What you have to do:
Give a verbatim repeat of the lines that run from the line containing "Where can the white upper" to the end of the data below.

Exercise inputs:

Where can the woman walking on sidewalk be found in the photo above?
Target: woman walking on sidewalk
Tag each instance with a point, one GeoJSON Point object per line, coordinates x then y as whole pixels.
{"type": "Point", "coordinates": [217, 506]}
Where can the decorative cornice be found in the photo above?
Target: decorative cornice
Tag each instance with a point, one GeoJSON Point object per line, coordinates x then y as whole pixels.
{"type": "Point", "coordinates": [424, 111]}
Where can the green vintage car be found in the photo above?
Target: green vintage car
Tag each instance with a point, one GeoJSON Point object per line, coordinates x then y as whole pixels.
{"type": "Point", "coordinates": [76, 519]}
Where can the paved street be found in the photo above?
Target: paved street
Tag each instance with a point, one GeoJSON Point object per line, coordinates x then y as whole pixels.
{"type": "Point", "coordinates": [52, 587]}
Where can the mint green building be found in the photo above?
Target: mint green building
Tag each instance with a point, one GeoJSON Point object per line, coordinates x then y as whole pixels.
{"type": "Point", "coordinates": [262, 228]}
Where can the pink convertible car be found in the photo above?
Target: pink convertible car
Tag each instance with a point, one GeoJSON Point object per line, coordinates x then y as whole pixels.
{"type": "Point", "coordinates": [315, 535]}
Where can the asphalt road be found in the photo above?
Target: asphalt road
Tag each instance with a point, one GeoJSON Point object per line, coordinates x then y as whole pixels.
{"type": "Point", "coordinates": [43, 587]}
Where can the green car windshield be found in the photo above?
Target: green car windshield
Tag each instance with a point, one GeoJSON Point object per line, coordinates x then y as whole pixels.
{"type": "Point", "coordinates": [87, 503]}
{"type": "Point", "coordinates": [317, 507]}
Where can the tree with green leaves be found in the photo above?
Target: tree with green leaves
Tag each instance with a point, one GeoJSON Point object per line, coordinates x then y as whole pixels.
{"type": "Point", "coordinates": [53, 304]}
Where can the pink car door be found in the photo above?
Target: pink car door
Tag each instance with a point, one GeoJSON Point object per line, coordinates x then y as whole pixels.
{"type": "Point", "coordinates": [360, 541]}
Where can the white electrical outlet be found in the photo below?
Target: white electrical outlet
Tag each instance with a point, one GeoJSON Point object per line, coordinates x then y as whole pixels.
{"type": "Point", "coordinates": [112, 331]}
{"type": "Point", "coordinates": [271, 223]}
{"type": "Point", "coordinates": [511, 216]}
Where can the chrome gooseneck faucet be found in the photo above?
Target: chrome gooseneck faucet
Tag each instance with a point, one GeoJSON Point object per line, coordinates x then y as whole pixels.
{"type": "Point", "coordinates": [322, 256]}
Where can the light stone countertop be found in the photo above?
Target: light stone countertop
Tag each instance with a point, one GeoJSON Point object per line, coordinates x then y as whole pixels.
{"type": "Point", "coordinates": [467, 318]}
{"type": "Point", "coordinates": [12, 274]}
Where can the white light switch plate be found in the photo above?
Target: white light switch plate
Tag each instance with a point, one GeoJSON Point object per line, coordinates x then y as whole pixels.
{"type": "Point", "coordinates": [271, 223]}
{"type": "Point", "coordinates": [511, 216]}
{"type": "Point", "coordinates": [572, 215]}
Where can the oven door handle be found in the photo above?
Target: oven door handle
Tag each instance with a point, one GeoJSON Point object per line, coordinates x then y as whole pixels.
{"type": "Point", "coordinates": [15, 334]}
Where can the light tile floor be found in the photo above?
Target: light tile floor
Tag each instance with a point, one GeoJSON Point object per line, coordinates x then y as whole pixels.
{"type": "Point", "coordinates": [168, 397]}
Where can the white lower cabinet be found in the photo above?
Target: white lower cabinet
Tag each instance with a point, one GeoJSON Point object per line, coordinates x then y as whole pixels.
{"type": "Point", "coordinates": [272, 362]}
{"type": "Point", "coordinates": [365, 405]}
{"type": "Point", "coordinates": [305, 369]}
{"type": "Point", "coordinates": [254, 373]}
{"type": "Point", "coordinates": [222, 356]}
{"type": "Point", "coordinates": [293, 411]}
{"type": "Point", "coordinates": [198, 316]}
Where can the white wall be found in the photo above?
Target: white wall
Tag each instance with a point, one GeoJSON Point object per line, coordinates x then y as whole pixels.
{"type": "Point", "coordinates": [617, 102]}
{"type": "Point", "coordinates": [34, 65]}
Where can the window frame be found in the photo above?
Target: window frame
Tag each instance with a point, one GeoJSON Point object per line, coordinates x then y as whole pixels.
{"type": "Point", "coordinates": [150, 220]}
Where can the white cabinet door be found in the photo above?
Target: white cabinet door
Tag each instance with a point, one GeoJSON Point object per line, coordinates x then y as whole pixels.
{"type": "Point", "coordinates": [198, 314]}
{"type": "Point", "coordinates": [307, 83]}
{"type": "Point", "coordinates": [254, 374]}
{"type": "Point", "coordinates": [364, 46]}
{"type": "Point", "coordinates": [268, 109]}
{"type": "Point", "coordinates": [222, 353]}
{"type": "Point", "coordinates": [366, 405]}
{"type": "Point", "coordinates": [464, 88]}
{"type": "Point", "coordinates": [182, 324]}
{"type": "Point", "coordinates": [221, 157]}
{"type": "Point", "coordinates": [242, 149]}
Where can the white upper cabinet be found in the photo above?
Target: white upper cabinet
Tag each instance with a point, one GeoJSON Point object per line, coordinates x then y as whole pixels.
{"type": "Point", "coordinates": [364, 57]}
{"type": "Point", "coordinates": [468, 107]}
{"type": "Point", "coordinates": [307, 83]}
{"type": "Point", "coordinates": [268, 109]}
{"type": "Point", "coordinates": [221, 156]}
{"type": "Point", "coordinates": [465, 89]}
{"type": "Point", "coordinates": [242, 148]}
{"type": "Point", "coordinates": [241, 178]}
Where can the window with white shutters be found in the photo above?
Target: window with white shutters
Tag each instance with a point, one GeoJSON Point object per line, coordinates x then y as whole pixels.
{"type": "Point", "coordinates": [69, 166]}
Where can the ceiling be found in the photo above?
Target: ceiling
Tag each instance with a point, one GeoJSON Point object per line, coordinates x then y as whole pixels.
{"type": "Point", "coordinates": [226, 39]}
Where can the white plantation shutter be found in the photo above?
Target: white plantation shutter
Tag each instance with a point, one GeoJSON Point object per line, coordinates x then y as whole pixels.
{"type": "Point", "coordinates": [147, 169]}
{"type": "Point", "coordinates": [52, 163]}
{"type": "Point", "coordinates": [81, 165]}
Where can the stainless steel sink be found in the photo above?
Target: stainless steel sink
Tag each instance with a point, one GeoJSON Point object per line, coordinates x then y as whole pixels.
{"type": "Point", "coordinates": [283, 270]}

Final result:
Where can the white upper cabinet be found in the photo above?
Target: white upper cabinet
Tag each instance with a point, one GeoJSON Point object per line, coordinates x then y as whole pixels.
{"type": "Point", "coordinates": [364, 57]}
{"type": "Point", "coordinates": [468, 107]}
{"type": "Point", "coordinates": [307, 83]}
{"type": "Point", "coordinates": [268, 109]}
{"type": "Point", "coordinates": [221, 156]}
{"type": "Point", "coordinates": [465, 89]}
{"type": "Point", "coordinates": [242, 148]}
{"type": "Point", "coordinates": [241, 178]}
Where can the window with white shutters be found in the photo above?
Target: window with white shutters
Tag each instance with a point, one GeoJSON Point object per line, coordinates x then y as whole pixels.
{"type": "Point", "coordinates": [69, 166]}
Where can the ceiling be found in the photo above?
Target: ceiling
Tag each instance with a point, one GeoJSON Point object per line, coordinates x then y as whole pixels.
{"type": "Point", "coordinates": [226, 39]}
Where can the white plantation shutter be found in the photo above?
Target: white plantation shutter
Tag each instance with a point, one GeoJSON Point object per line, coordinates x then y as whole pixels.
{"type": "Point", "coordinates": [147, 169]}
{"type": "Point", "coordinates": [52, 163]}
{"type": "Point", "coordinates": [81, 165]}
Where can the stainless steel sink be found in the photo above?
Target: stainless steel sink
Tag each instance with a point, one GeoJSON Point object per line, coordinates x then y as whole pixels.
{"type": "Point", "coordinates": [283, 270]}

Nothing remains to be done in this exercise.